Prompt 1
In the passage about sharpening V gouges, what are all the things the writer says to avoid or would not do?
Prompt 2
Filter the records, keeping only the lines that contain the string "stripe", and copy each of those lines.

Reading passage

━━━━━━━━━━━━━━━━━━━━━━━━━━━━━━

There are as many ways of sharpening carving chisels as there are carvers. I haven't read Cris Pyes methods but will make the effort as I'm always interested.

I have about 6 or 7 Vee gouges of varying sweeps and sizes and haven't really had a problem keeping them sharp. When I first started years ago A good friend who was a very accomplished carver showed me to treat each side of the blade as a seperate edge being careful to keep them the same and "balanced". The danger with V gouges is that you end up with a nib at the bottom of the V then the temptation to round off the bottom which is a mistake. Just have to be careful.

As far as bevelling the inside face. I personally would never do that but different strokes for different folks and I'm not saying it's wrong. Sometimes you create a tiny bevel at the bottom of the V in removing the nib. The secret is not to produce a nib in the first place.

━━━━━━━━━━━━━━━━━━━━━━━━━━━━━━

Labeled-object pointing entries:
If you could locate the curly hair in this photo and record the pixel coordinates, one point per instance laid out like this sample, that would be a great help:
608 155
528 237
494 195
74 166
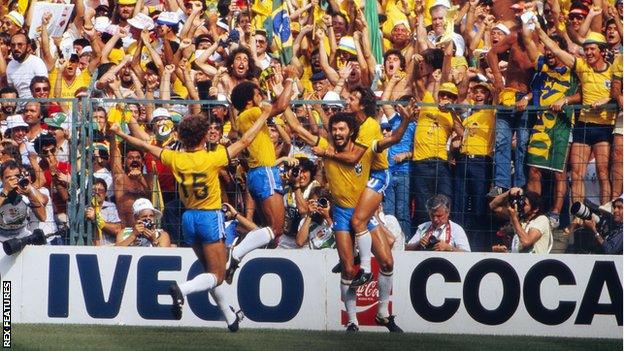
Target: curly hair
190 130
252 71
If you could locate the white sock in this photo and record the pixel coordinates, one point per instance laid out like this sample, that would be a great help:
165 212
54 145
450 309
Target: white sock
385 287
202 282
364 241
253 240
221 296
348 297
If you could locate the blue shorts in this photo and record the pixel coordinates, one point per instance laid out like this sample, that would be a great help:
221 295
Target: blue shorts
203 226
342 219
379 180
262 182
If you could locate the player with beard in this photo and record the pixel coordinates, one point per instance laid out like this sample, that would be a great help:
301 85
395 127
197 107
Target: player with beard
346 183
240 68
263 180
553 85
129 181
196 170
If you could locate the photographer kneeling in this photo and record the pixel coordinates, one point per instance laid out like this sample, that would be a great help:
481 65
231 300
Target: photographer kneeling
18 201
532 232
607 233
439 234
144 231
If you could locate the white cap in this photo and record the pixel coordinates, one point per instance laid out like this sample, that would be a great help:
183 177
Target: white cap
15 121
101 23
332 99
503 28
145 204
141 21
160 112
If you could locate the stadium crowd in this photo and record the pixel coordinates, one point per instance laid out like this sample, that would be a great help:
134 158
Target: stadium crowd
460 168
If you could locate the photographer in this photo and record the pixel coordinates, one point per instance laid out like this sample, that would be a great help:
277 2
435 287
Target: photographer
439 234
144 232
609 243
315 227
18 201
300 178
532 232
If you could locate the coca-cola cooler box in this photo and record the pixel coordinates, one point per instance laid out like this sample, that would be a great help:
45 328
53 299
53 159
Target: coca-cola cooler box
367 300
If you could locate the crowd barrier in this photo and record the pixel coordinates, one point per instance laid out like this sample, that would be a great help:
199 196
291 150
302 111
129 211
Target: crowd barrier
496 294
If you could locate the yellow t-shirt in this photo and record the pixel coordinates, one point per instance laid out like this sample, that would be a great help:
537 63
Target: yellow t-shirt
346 183
432 132
197 176
261 150
595 86
479 133
370 130
69 89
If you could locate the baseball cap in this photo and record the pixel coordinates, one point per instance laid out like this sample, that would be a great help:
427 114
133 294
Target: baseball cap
595 38
145 204
56 120
448 87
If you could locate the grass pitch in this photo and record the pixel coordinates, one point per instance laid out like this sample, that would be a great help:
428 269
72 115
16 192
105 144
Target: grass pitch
91 337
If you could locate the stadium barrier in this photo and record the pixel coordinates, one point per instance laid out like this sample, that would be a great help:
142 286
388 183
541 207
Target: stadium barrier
496 294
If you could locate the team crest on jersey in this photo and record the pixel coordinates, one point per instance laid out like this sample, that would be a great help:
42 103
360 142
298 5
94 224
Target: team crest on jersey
358 169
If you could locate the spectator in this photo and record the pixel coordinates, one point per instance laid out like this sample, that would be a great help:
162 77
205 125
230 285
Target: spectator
145 231
532 232
449 236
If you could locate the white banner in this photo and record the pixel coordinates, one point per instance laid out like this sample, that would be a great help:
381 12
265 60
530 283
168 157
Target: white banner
467 293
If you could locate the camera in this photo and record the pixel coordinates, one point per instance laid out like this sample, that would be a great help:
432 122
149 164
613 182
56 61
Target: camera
323 202
148 224
22 180
16 245
588 210
432 241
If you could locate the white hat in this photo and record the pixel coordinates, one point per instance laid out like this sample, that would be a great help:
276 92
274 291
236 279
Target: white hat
160 112
141 21
332 98
145 204
445 3
101 23
168 18
15 121
16 18
503 28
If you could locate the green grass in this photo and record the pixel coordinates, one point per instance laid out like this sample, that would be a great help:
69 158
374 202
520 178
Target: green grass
90 337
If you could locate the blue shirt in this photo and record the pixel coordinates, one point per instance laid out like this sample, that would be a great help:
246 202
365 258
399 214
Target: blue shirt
406 144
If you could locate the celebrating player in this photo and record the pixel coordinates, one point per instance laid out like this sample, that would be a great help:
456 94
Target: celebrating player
196 171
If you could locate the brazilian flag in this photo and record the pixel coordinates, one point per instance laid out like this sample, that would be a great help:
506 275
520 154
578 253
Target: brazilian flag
280 28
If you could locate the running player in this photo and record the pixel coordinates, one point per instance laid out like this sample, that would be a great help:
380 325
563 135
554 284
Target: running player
263 180
346 184
197 172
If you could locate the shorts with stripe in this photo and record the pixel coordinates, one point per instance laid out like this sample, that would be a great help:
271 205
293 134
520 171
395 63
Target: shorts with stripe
263 182
379 180
203 226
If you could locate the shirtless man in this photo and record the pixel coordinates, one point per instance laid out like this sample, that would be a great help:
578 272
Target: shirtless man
514 91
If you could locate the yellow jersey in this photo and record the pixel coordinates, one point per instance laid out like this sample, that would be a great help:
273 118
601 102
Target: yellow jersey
261 149
432 132
345 183
68 90
197 174
479 130
595 86
370 130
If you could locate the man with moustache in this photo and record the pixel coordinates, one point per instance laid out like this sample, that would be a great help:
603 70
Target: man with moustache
24 66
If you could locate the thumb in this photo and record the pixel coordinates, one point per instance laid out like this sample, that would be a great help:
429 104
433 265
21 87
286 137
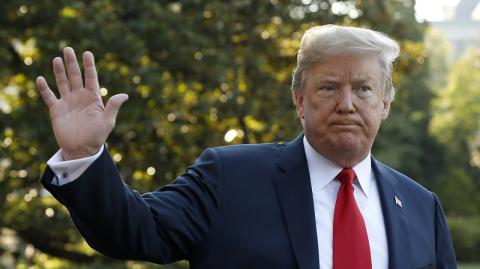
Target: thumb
113 105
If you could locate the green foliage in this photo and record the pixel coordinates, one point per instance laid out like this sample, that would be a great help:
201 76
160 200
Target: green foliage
194 70
466 237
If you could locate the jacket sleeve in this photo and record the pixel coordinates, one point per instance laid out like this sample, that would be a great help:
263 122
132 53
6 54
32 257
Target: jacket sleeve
160 226
443 243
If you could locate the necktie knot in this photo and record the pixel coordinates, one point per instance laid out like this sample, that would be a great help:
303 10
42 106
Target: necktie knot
346 176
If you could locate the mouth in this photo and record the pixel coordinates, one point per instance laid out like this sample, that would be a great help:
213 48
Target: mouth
345 125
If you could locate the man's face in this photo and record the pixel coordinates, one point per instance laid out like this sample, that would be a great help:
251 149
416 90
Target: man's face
342 105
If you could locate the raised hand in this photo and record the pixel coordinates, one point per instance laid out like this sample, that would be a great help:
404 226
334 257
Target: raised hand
80 121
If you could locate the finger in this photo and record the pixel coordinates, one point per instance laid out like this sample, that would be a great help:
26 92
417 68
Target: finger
60 76
73 70
113 105
47 95
91 77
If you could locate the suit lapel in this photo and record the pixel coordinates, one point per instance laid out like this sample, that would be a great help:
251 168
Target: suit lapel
396 222
295 196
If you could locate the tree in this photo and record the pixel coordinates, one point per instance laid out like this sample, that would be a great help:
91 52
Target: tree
199 73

━━━━━━━━━━━━━━━━━━━━━━━━━━━━━━

Exercise output 1
- Ending up with a nib at the bottom of the V
- Rounding off the bottom of the V, which the writer calls a mistake
- Bevelling the inside face, which the writer would never do

Exercise output 2
If you could locate the shorts with stripe in this photo and record the pixel coordinates, one point per instance laid out like this sample, that would be a great help:
Target: shorts with stripe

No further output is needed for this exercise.